#### [WORK TASK]
Lines from the one with "Target: car windshield" through the end of the listing below are to be retyped exactly.

#### [INPUT FOR THIS TASK]
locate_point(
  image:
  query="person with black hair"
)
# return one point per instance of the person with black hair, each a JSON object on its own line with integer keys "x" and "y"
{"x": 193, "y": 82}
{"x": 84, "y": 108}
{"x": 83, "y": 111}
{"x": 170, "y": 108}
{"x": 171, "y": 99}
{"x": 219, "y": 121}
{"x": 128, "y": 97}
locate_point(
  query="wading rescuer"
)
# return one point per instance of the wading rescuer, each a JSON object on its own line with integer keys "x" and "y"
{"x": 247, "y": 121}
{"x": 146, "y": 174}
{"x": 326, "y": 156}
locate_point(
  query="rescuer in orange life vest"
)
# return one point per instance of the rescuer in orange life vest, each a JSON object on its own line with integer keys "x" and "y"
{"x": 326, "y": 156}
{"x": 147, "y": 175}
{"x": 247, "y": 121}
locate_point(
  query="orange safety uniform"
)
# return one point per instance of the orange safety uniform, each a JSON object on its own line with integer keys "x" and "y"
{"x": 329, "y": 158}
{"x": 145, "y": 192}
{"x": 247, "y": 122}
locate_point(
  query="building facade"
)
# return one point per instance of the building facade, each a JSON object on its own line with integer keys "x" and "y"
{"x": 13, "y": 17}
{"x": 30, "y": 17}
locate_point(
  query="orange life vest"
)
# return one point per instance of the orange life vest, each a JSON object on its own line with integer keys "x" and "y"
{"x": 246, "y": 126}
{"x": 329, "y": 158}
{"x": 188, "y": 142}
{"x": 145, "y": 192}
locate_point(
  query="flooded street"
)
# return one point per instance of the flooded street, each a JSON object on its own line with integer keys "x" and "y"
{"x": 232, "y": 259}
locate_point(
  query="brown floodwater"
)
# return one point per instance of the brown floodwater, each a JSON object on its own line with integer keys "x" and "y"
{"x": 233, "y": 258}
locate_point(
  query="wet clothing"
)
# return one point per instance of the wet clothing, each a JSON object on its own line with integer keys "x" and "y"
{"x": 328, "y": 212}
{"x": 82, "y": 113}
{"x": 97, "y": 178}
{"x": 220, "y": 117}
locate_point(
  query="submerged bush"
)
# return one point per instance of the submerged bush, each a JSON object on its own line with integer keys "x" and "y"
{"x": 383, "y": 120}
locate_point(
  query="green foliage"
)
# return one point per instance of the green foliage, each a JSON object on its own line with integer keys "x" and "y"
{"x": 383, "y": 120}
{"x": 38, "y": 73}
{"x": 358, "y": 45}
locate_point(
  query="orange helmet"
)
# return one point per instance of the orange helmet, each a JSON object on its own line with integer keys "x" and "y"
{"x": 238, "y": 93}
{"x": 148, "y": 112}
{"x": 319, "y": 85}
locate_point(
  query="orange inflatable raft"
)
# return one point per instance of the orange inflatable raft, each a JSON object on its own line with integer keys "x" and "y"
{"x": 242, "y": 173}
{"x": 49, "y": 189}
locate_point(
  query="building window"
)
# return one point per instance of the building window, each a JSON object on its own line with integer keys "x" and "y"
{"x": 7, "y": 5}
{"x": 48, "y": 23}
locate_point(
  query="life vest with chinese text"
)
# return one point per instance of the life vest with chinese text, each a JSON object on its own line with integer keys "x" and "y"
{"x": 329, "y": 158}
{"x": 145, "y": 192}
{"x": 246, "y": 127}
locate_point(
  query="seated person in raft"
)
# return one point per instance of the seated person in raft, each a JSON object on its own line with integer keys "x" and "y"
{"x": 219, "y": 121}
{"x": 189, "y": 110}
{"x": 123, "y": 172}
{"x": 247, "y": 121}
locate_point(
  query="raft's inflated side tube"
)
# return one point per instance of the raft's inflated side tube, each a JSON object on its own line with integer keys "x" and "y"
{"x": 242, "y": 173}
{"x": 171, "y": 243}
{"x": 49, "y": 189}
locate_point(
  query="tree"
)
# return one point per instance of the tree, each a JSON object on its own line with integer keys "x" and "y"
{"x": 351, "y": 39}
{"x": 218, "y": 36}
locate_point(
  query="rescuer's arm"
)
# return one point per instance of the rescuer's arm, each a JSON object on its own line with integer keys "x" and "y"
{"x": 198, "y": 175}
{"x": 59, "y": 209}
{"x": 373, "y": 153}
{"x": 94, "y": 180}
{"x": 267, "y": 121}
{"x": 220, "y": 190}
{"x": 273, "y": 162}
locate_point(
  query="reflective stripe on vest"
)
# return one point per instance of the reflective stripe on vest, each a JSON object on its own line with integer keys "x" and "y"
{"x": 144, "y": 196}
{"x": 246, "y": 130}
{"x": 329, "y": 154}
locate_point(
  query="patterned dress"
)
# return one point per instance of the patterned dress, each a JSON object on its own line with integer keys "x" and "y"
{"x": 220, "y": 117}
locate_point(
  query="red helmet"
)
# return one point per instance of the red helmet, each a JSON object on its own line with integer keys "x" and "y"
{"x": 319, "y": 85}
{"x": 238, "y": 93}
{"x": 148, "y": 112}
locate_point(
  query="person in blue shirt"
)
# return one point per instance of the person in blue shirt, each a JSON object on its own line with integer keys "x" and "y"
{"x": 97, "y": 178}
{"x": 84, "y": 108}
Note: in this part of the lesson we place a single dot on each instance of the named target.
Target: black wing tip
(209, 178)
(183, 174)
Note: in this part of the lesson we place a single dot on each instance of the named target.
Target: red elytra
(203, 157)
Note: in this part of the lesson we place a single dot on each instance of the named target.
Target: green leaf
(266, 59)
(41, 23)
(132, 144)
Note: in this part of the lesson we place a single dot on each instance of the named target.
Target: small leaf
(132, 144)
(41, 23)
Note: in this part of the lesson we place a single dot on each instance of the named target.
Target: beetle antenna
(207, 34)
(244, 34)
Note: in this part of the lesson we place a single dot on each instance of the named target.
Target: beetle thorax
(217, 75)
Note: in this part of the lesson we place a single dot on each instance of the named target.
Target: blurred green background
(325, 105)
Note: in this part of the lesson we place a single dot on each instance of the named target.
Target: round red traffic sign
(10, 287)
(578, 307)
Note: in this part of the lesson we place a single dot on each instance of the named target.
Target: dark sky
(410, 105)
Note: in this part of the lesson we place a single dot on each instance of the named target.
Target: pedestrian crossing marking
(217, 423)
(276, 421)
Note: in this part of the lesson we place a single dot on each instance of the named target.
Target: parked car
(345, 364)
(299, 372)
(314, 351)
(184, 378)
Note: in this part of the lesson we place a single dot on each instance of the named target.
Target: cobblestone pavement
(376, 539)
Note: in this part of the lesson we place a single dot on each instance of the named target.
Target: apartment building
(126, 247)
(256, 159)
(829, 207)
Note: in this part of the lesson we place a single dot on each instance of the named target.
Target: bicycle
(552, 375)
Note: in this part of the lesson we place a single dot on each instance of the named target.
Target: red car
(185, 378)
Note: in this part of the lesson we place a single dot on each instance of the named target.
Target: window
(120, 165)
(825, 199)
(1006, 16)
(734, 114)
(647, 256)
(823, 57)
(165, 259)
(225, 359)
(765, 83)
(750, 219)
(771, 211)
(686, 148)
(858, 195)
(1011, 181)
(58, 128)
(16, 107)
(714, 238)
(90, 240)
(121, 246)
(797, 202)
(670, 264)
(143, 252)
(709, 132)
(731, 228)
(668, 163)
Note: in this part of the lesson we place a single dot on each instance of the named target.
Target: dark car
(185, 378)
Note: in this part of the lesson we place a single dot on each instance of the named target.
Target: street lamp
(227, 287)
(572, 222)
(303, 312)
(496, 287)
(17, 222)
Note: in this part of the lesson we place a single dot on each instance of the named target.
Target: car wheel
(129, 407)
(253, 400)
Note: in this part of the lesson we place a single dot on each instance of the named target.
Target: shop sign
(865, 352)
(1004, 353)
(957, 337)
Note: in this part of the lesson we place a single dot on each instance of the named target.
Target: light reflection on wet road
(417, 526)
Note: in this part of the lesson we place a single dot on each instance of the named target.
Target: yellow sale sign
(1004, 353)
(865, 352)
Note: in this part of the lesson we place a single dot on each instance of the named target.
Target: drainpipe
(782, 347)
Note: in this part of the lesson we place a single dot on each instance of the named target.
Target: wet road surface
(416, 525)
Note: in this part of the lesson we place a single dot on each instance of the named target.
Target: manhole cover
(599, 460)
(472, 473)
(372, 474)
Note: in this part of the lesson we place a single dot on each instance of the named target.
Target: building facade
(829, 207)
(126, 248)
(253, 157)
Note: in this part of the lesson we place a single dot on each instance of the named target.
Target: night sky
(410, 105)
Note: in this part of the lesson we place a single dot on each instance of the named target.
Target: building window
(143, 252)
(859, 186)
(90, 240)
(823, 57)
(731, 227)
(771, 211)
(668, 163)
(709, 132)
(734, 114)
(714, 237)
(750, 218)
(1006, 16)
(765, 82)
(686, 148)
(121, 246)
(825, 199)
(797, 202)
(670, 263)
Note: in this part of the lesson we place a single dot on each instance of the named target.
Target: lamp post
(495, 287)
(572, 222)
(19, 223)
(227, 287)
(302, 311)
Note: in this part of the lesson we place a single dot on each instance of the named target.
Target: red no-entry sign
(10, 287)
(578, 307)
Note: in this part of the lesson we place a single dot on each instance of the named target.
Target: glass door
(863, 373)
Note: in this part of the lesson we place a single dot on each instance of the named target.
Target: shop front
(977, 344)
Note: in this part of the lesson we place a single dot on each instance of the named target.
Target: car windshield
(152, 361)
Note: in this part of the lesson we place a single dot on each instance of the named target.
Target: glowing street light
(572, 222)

#### [REPLY]
Target: car windshield
(152, 361)
Note: in this part of the lesson we place a single dot on each instance of the named target.
Target: glowing street light
(572, 222)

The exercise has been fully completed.